### Aim of the exercise
With the pictures left out, write every entry down exactly.

### The input
- - - -
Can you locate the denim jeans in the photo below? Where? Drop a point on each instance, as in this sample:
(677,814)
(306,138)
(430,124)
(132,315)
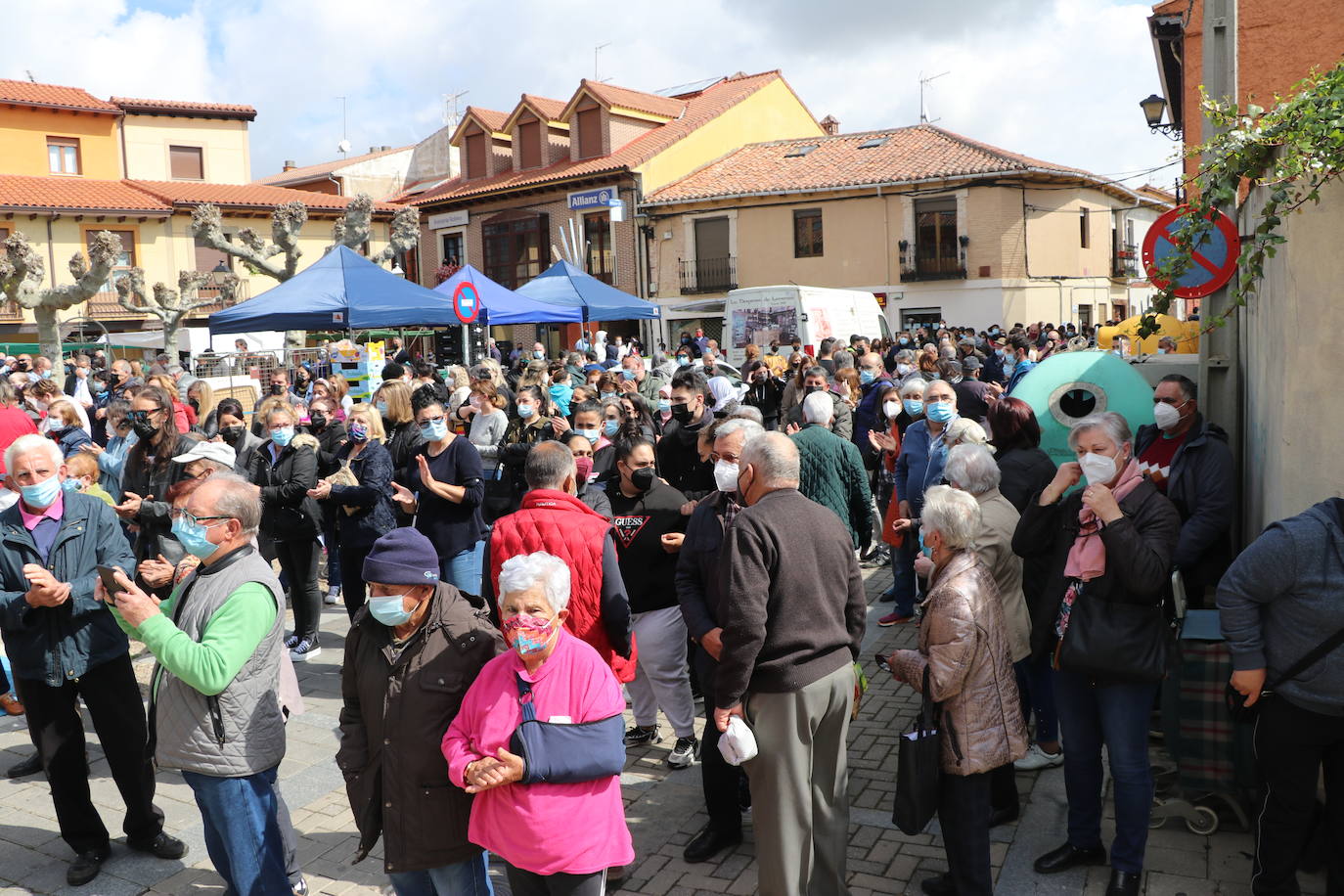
- - - -
### Result of the task
Can you locate the denim jeans in the photo below? Where? Drop a point on each instance, as in this sample:
(677,814)
(306,138)
(430,124)
(132,315)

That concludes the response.